▸ **The request**
Rewrite only the lines from the one with "[point] blue sky" up to and including the one with "Target: blue sky", putting "clear sky" wherever "blue sky" appears and leaving everything else unchanged.

======== Provided entries

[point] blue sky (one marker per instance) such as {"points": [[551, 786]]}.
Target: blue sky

================
======== Provided entries

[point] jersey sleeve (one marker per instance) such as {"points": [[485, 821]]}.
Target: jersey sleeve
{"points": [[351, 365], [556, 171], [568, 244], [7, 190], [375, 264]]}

================

▸ **Response to the task**
[point] clear sky (one marker per instance) such as {"points": [[551, 786]]}.
Target: clear sky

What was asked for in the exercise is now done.